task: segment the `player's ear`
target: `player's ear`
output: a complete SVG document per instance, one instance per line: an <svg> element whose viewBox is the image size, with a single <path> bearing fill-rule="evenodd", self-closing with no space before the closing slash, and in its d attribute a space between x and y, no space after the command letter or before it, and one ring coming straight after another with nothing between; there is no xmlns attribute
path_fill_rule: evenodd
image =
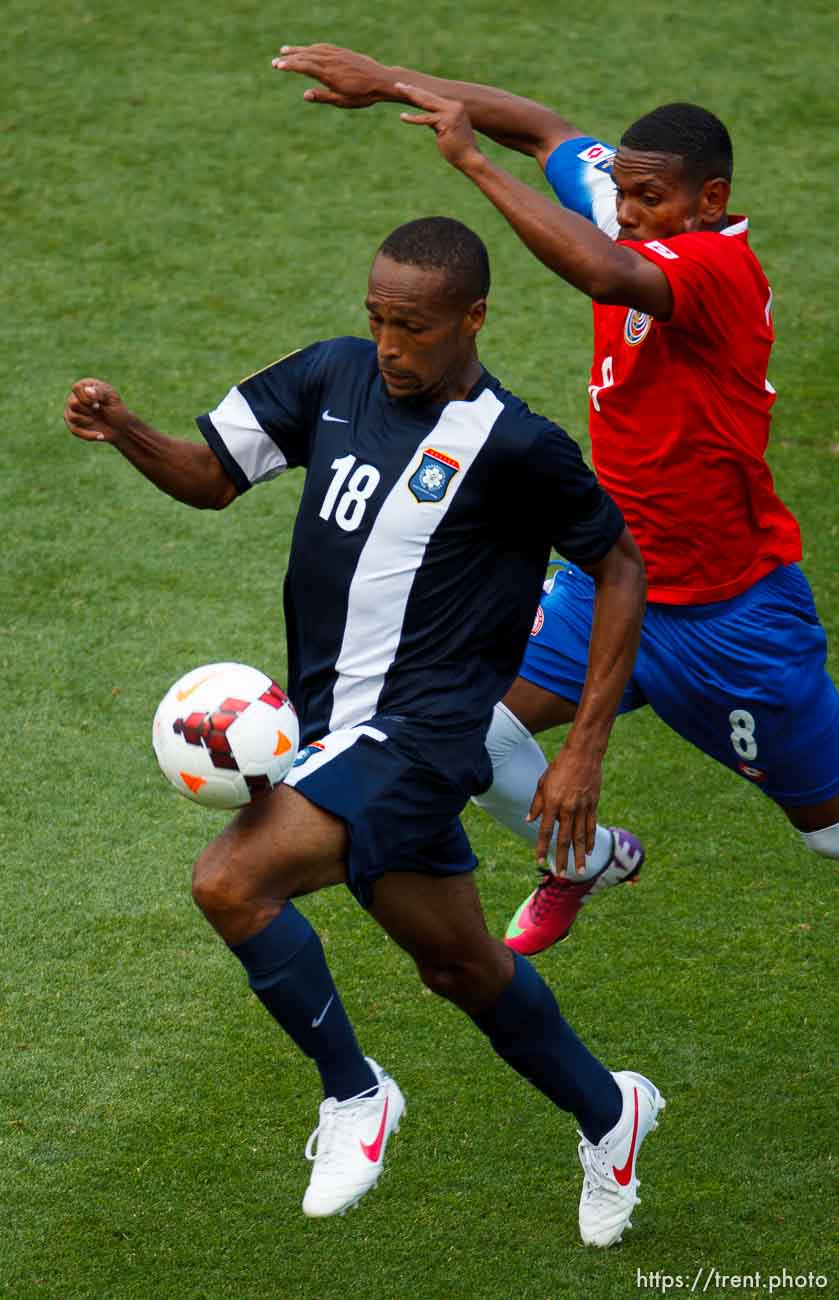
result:
<svg viewBox="0 0 839 1300"><path fill-rule="evenodd" d="M715 176L705 181L700 196L700 220L702 225L715 226L726 214L728 198L731 195L731 181L723 176Z"/></svg>
<svg viewBox="0 0 839 1300"><path fill-rule="evenodd" d="M477 298L473 303L470 303L463 320L468 333L477 334L486 320L486 299Z"/></svg>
★ ★ ★ ★
Please rewrite all the lines above with "player's head" substituted for "player's ear" and nothing else changed, leaving out the pictures.

__Final answer__:
task: segment the `player's head`
target: `player's head`
output: a complete SVG document per instance, one instance per line: an <svg> element whose viewBox is the image size, with a single <path> bearing fill-rule="evenodd", self-closing with no space before the closing slash, and in its d attribute a space between x and y, no space after the command letter or before it, and one ring coming straight after another with nothing between; there is no xmlns attribute
path_fill_rule: evenodd
image =
result:
<svg viewBox="0 0 839 1300"><path fill-rule="evenodd" d="M715 176L705 181L700 196L700 220L702 225L715 226L726 214L728 198L731 195L731 181L723 176Z"/></svg>
<svg viewBox="0 0 839 1300"><path fill-rule="evenodd" d="M477 298L473 303L470 303L463 320L468 333L477 334L486 320L486 299Z"/></svg>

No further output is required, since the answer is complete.